■ Ausgewählter Auszug ■
Die dem Kläger zustehende Ausbildungsvergütung war eine beamtenmäßige Besoldung, die sich nach dem Bundesbesoldungsgesetz richtete. Die Beamtenbesoldung ist ihrem Alimentationscharakter entsprechend regelmäßig alljährlich angehoben worden, um in Relation zu dem Einkommen der anderen Einkommensgruppen zu bleiben. Diese Besoldungsänderungen erfolgten durch Gesetz. Aufgrund der langen Dauer des Gesetzgebungsverfahrens sind die Erhöhungsgesetze regelmäßig in jedem Jahr erst Monate nach dem Zeitpunkt verkündet worden, der als Beginn der Besoldungserhöhung festgelegt worden ist. Unter Beachtung dieser Tatsache haben die öffentlichen Arbeitgeber den Beamten vom Zeitpunkt der Erhöhung an Vorauszahlungen auf die geplante, sich noch im Gesetzgebungsverfahren befindliche Besoldungserhöhung gewährt. Zweck dieser Vorauszahlungen war es, den Beamten bereits vor dem formalen Inkrafttreten der Erhöhungsgesetze den Zugriff auf die erhöhten Bezüge zu ermöglichen. Aus diesem Sacherhalt folgt, daß den Beamten die erhöhten Bezüge bereits vom Beginn der Vorauszahlungen an für ihre Lebenshaltung tatsächlich zur Verfügung standen. Auf diese Tatsache muß aber bei der Auslegung der Vorschrift des § 1267 Abs 2 RVO abgestellt werden. Entscheidend ist, daß die Waise die ihr zur Verfügung gestellte Ausbildungsvergütung zu ihrem Unterhalt verwenden kann. Dies hat das LSG zu Unrecht mit der Begründung verneint, wegen des Rückforderungsvorbehaltes sei der Kläger hierzu nicht in der Lage gewesen.
Der Dienstherr des Klägers hat diesem wie jedem anderen Beamten im Vorgriff auf eine erwartete gesetzliche Neuregelung des Besoldungsrechts höhere Bezüge als laufende Gehaltsvorauszahlung angeboten. Von diesem Angebot konnte der Kläger wie jeder andere Beamte Gebrauch machen. Bei diesem Angebot hat der Dienstherr ein Ermessen nicht etwa in dem Sinne ausgeübt, daß er sich den jederzeitigen Widerruf vorbehalten hat. Vielmehr hat der Dienstherr den Beamten einen Rechtsanspruch auf die höhere Gehaltsvorauszahlung eingeräumt. Sie standen lediglich unter der auflösenden Bedingung, daß die erwartete gesetzliche Neuregelung der Beamtenbezüge keine oder eine geringere Besoldungserhöhung vorgesehen hätte. In diesem Fall hätte der Dienstherr aufgrund seines ausdrücklichen Vorbehaltes einen Rückforderungsanspruch gegenüber dem Kläger erlangt.

■ Vorliegende Einträge ■
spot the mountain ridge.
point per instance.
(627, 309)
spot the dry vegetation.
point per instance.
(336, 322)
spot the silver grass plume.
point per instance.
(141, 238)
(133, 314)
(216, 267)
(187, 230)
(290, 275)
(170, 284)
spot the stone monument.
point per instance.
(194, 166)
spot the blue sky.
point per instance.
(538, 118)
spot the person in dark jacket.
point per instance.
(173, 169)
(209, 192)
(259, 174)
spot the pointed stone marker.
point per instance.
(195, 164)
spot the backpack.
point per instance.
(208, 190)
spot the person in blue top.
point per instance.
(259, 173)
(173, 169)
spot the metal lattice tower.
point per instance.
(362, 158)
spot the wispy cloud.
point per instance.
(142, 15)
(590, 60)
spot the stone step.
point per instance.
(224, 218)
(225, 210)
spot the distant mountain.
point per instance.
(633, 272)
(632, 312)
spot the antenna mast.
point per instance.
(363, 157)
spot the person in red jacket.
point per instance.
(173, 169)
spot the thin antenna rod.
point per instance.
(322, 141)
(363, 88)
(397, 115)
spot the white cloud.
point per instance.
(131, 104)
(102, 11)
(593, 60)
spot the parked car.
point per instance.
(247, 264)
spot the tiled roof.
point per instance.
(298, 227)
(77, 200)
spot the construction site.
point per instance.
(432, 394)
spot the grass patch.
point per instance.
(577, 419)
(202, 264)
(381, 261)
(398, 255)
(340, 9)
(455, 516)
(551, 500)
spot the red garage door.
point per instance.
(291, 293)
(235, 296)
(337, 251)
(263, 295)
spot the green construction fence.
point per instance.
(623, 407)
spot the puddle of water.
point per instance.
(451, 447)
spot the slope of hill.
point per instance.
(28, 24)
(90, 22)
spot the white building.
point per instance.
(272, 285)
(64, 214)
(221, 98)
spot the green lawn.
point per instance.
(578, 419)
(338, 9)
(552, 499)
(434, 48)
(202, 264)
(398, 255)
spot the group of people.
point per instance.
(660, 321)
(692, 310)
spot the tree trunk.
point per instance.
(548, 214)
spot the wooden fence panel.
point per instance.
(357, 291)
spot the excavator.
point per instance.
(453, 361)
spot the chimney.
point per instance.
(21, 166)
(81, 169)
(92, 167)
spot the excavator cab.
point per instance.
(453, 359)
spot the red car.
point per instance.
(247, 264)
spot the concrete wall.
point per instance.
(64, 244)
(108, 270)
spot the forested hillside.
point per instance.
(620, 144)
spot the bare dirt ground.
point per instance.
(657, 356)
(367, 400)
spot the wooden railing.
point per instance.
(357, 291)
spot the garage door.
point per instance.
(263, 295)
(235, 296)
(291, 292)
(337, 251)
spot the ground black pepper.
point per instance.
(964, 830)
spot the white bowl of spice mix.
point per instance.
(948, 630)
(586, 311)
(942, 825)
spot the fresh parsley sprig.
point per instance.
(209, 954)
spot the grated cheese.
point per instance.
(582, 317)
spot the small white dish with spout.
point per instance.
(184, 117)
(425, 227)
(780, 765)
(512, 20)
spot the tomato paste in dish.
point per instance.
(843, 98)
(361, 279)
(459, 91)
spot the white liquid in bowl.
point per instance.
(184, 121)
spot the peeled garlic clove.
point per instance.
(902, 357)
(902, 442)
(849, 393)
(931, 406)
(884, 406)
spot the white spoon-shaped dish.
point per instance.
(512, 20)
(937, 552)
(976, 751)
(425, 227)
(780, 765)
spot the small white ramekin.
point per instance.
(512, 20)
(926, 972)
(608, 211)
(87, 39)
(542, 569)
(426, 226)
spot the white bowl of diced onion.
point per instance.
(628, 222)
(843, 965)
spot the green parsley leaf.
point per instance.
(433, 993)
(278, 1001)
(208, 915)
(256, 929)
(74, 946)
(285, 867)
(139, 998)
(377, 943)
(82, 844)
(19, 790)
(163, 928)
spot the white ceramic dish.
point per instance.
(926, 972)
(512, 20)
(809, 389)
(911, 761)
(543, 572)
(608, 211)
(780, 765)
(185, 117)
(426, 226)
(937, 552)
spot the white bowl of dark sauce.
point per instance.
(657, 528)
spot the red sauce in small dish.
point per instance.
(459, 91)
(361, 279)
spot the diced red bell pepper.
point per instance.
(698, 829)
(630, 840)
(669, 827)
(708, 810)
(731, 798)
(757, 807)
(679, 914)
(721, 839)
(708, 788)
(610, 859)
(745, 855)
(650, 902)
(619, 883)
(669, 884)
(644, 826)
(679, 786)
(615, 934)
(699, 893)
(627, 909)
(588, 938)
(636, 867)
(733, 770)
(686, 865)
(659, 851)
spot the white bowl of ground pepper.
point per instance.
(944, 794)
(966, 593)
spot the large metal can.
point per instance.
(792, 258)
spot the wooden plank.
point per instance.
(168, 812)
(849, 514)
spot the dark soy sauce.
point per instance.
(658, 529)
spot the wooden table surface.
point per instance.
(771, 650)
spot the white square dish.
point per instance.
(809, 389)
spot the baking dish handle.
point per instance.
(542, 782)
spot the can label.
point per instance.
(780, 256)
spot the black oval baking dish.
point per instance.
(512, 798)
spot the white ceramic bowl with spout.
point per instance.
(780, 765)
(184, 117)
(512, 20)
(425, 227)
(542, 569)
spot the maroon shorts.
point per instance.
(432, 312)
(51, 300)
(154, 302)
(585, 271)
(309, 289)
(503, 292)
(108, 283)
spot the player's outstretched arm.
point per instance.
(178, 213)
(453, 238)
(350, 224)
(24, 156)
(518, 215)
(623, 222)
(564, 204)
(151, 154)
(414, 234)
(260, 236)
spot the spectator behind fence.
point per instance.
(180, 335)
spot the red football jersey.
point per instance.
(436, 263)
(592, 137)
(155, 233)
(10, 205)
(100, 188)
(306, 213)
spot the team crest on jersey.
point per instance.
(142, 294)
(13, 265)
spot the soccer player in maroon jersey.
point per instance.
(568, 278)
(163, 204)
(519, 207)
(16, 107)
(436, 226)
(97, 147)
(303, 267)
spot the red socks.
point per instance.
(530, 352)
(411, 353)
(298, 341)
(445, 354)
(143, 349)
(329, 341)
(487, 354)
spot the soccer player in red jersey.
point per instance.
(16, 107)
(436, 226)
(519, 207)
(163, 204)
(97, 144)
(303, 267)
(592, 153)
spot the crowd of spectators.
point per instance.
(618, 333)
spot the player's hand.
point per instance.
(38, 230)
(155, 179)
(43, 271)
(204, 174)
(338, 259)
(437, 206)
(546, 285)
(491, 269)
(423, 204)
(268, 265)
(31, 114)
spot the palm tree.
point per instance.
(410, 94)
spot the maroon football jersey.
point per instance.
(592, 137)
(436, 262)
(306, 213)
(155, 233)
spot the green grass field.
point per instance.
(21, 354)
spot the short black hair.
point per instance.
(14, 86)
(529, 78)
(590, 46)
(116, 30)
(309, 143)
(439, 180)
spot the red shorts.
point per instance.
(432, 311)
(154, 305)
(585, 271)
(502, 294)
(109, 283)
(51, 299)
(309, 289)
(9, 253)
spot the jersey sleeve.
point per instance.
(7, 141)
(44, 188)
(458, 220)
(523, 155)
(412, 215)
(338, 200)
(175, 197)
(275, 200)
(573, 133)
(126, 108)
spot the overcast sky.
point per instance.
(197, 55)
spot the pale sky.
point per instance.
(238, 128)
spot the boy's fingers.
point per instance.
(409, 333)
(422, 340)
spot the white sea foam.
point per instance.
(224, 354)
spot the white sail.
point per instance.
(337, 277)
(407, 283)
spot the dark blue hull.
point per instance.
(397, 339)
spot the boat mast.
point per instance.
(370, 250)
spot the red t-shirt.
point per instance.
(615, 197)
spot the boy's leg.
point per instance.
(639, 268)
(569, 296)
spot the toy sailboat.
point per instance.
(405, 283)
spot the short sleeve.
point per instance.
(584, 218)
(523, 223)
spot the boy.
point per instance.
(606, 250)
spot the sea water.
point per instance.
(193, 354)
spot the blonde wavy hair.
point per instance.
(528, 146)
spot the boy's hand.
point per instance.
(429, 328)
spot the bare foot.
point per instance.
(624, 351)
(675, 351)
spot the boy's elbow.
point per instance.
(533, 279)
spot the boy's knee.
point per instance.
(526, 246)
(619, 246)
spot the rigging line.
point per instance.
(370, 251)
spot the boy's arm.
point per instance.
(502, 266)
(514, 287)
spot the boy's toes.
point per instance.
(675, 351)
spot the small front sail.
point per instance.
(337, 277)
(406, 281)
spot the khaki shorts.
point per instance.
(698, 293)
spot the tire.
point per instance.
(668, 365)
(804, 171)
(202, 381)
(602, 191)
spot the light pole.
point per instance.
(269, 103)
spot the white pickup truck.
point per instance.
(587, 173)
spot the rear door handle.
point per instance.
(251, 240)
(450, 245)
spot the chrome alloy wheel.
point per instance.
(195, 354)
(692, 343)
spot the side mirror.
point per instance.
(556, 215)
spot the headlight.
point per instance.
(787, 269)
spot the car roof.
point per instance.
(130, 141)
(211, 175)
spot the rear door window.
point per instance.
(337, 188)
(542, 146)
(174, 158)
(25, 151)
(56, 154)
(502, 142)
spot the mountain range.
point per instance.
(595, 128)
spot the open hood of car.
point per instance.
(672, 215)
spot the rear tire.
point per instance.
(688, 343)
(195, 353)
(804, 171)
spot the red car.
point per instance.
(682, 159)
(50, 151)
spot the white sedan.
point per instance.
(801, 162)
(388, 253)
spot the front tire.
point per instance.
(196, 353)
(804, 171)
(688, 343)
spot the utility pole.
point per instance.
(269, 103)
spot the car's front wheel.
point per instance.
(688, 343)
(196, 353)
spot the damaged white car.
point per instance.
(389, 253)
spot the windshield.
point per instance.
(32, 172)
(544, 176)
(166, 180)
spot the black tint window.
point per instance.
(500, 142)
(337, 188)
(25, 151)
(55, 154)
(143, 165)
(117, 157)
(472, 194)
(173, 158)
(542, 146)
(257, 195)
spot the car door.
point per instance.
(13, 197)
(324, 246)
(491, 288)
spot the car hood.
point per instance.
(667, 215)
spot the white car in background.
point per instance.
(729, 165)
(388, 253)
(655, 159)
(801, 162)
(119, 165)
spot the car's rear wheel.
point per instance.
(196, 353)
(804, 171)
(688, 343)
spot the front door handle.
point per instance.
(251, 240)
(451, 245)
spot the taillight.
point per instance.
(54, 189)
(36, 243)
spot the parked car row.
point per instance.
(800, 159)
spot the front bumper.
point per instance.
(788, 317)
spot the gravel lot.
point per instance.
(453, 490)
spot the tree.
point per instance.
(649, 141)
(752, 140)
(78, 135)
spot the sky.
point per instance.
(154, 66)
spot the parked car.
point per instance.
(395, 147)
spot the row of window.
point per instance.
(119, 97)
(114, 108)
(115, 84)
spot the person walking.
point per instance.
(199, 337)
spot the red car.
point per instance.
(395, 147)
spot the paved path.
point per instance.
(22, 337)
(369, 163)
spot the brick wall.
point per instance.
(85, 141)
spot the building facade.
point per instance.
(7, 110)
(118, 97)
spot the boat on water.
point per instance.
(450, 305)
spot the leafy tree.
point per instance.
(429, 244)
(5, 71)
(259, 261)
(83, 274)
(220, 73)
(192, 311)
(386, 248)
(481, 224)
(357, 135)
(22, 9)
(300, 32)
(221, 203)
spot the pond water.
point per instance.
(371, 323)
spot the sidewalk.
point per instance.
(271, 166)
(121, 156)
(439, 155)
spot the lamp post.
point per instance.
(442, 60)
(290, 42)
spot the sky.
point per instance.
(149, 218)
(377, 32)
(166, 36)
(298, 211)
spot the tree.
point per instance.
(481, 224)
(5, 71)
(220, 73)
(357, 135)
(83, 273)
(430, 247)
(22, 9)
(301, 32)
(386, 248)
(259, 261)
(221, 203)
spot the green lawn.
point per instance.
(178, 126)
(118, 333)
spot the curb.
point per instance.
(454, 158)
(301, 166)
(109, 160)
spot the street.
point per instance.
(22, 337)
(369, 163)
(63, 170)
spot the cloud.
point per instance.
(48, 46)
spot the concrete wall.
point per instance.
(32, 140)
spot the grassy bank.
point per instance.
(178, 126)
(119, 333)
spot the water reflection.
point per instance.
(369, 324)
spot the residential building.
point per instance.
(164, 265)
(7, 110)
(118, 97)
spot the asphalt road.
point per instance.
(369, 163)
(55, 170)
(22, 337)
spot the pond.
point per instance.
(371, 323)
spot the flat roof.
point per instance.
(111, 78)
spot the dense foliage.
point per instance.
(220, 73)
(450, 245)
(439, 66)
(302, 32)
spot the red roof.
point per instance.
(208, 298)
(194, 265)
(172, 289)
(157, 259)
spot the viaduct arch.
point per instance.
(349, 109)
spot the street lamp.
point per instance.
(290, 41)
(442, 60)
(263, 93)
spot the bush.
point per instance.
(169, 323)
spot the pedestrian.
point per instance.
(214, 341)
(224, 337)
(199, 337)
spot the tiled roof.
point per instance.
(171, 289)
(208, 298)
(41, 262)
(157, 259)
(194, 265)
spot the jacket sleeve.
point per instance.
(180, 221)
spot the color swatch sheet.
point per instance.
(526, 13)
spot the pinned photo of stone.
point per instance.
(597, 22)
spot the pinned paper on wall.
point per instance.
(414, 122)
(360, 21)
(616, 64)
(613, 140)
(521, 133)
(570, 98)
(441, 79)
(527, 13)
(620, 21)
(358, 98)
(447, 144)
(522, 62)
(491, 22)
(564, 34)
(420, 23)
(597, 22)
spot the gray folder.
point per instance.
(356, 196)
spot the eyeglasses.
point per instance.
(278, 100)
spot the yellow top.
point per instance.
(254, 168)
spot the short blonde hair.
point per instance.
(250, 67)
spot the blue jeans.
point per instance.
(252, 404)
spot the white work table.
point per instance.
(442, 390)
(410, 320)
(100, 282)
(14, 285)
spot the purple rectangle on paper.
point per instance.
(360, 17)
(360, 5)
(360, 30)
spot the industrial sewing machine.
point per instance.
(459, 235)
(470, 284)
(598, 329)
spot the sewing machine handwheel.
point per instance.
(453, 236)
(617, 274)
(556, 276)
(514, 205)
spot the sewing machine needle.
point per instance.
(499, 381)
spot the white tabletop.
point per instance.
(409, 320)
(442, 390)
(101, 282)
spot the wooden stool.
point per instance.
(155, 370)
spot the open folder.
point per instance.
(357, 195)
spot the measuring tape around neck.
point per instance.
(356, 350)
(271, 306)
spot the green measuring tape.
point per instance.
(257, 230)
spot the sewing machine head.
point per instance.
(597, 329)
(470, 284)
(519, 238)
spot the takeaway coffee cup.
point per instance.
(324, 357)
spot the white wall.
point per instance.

■ Aufgaben ■
A) Beantworten Sie anhand des Auszugs über die Beamtenbesoldung die folgenden Fragen:
(i) Auf welchem Weg erfolgten die Besoldungsänderungen?
(ii) Welchem Zweck dienten die Vorauszahlungen?
(iii) Unter welcher auflösenden Bedingung standen die höheren Gehaltsvorauszahlungen?
B) Schreiben Sie aus dem Auszug über die Beamtenbesoldung den Abschnitt ab, der mit „Der Dienstherr des“ beginnt und mit „dem Kläger erlangt.“ endet.
C) Führen Sie den Auszug über die Beamtenbesoldung im Anschluss an seinen letzten Satz weiter.
Die Einträge sind hierfür ohne Bedeutung.

■ Lösungen nach Nummern ■
A)
(i) Sie erfolgten durch Gesetz.
(ii) Sie sollten den Beamten bereits vor dem formalen Inkrafttreten der Erhöhungsgesetze den Zugriff auf die erhöhten Bezüge ermöglichen.
(iii) Sie standen unter der Bedingung, dass die erwartete gesetzliche Neuregelung der Beamtenbezüge keine oder eine geringere Besoldungserhöhung vorgesehen hätte.

B)
Der Dienstherr des Klägers hat diesem wie jedem anderen Beamten im Vorgriff auf eine erwartete gesetzliche Neuregelung des Besoldungsrechts höhere Bezüge als laufende Gehaltsvorauszahlung angeboten. Von diesem Angebot konnte der Kläger wie jeder andere Beamte Gebrauch machen. Bei diesem Angebot hat der Dienstherr ein Ermessen nicht etwa in dem Sinne ausgeübt, daß er sich den jederzeitigen Widerruf vorbehalten hat. Vielmehr hat der Dienstherr den Beamten einen Rechtsanspruch auf die höhere Gehaltsvorauszahlung eingeräumt. Sie standen lediglich unter der auflösenden Bedingung, daß die erwartete gesetzliche Neuregelung der Beamtenbezüge keine oder eine geringere Besoldungserhöhung vorgesehen hätte. In diesem Fall hätte der Dienstherr aufgrund seines ausdrücklichen Vorbehaltes einen Rückforderungsanspruch gegenüber dem Kläger erlangt.

C)
Indessen brauchte dieser Rückforderungsanspruch den Kläger nicht zu veranlassen, von einer Verwendung der ihm von seinem Dienstherrn zur Verfügung gestellten Mittel abzusehen. Hätten sich durch das 7. Bundesbesoldungserhöhungsgesetz vom 20. März 1979 (BGBl I, 357) für den Kläger Bezüge unterhalb der Entgeltsgrenze des § 1267 Abs 2 RVO ergeben, dann wäre rückwirkend für den streitigen Zeitraum ein Anspruch auf Weitergewährung der Waisenrente nach § 1267 Abs 1 Satz 2 RVO entstanden.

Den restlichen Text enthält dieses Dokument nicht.